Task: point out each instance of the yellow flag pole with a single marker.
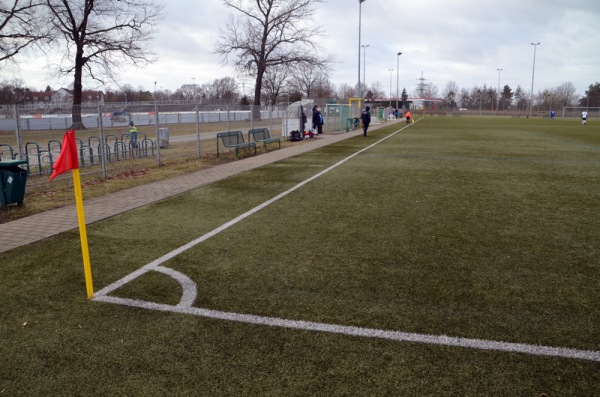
(87, 269)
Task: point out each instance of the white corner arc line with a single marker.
(190, 288)
(397, 336)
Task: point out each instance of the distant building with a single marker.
(64, 96)
(38, 99)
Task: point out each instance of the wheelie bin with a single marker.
(13, 180)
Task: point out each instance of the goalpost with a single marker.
(575, 111)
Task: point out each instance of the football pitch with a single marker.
(457, 256)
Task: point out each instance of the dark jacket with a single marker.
(317, 118)
(366, 116)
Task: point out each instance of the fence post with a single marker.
(19, 136)
(101, 152)
(157, 135)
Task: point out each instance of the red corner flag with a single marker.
(67, 159)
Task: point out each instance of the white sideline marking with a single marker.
(190, 291)
(442, 340)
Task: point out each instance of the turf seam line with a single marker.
(190, 290)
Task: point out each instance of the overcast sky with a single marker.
(464, 41)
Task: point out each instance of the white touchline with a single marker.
(190, 290)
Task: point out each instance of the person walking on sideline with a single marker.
(133, 135)
(317, 120)
(366, 118)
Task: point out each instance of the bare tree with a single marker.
(20, 26)
(565, 94)
(269, 33)
(306, 78)
(273, 82)
(98, 37)
(450, 94)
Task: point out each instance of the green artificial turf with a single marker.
(469, 227)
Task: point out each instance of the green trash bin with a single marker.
(13, 180)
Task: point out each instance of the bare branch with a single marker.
(271, 33)
(20, 27)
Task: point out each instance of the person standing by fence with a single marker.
(133, 135)
(366, 118)
(317, 120)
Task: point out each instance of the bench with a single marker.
(234, 140)
(262, 135)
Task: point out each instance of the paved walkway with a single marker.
(40, 226)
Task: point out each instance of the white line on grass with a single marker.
(442, 340)
(189, 296)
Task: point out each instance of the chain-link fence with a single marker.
(124, 137)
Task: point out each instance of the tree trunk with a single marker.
(257, 90)
(77, 122)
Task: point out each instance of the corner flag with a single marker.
(68, 160)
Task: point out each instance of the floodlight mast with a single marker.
(397, 76)
(358, 90)
(532, 76)
(499, 96)
(364, 47)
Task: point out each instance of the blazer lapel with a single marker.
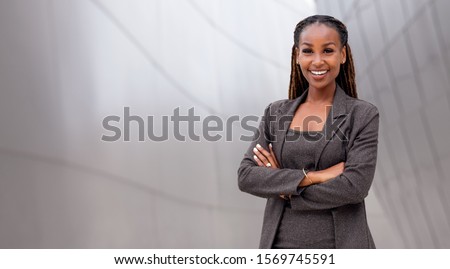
(335, 118)
(284, 117)
(285, 114)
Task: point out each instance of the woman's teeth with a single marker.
(318, 73)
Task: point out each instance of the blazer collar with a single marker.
(334, 120)
(339, 104)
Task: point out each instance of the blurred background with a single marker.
(65, 65)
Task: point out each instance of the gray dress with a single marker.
(303, 229)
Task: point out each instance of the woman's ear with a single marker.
(344, 54)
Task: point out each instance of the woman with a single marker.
(314, 154)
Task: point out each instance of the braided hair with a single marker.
(346, 77)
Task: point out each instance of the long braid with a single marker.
(346, 77)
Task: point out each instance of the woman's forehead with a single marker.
(319, 33)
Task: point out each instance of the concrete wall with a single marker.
(65, 65)
(402, 54)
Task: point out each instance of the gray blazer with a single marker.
(351, 132)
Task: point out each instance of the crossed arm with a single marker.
(338, 185)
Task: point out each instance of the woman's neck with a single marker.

○ ○ ○ ○ ○

WHAT TO WORK ON
All entries are to be retyped exactly. Omit any embedded images.

SOLUTION TO THIS TASK
Task: point out each instance of the yellow flag pole with a single marker.
(87, 269)
Task: point out each instance of the white corner arc line with a single marker.
(190, 288)
(397, 336)
Task: point out each instance of the distant building with a single marker.
(64, 96)
(38, 99)
Task: point out each instance of the wheelie bin with a single marker.
(13, 180)
Task: point out each instance of the goalpost with a single marker.
(575, 111)
Task: point out each instance of the football pitch with a single marker.
(457, 256)
Task: point out each instance of the dark jacket with a single marker.
(317, 118)
(366, 116)
Task: point out each instance of the fence post with a single marker.
(19, 136)
(101, 152)
(157, 135)
Task: point out each instance of the red corner flag with a single marker.
(67, 159)
Task: point out each instance of the white sideline marking with a single marker.
(190, 291)
(442, 340)
Task: point out each instance of the turf seam line with a single marker.
(190, 290)
Task: point out each instance of the overcast sky with a single marker.
(464, 41)
Task: point out each instance of the white touchline with a single marker.
(190, 290)
Task: point out each instance of the person walking on sideline with a single marker.
(133, 135)
(317, 120)
(366, 118)
Task: point out each instance of the bare tree with a single marker.
(20, 26)
(565, 94)
(269, 33)
(306, 78)
(273, 82)
(98, 37)
(450, 94)
Task: point out each instance of the green artificial turf with a single marker.
(469, 227)
Task: point out each instance of the green trash bin with a single marker.
(13, 180)
Task: point out each instance of the bare branch with a single marker.
(271, 33)
(20, 27)
Task: point out each instance of the person standing by fence with a single marker.
(133, 135)
(366, 118)
(317, 120)
Task: point out each instance of the bench with a single marker.
(234, 140)
(262, 135)
Task: point out each instance of the paved walkway with a single marker.
(40, 226)
Task: point out each instance of the white line on grass with a single marker.
(442, 340)
(189, 296)
Task: point out each instance of the chain-link fence with a single marker.
(124, 137)
Task: point out each instance of the tree trunk with a single marker.
(257, 90)
(77, 122)
Task: point out each instance of the corner flag with a single marker.
(68, 160)
Task: point out each instance of the floodlight mast with a single marker.
(397, 76)
(358, 90)
(532, 76)
(499, 96)
(364, 47)
Task: point out each instance of the blazer lapel with a single marker.
(335, 118)
(284, 117)
(285, 114)
Task: point out each instance of the woman's teeth with a single marker.
(318, 73)
Task: point out each instance of the blazer collar with a single marker.
(334, 120)
(339, 104)
Task: point out each instance of the blurred background with a single marker.
(65, 65)
Task: point out each instance of the gray dress with a single marker.
(303, 229)
Task: point out each instance of the woman's ear with a single marker.
(344, 54)
Task: point out each instance of the woman with a single marker.
(314, 154)
Task: point out each instance of the braided hair with a single marker.
(346, 77)
Task: point out each instance of the long braid with a single marker.
(346, 77)
Task: point out each instance of the woman's forehead with a single marker.
(319, 33)
Task: point out each instance of the concrete wall with a single marker.
(65, 65)
(402, 54)
Task: point out each instance of the gray blazer with a single marker.
(351, 132)
Task: point out each instance of the crossed arm with a single marker.
(338, 185)
Task: point out each instance of the woman's neck with a single marker.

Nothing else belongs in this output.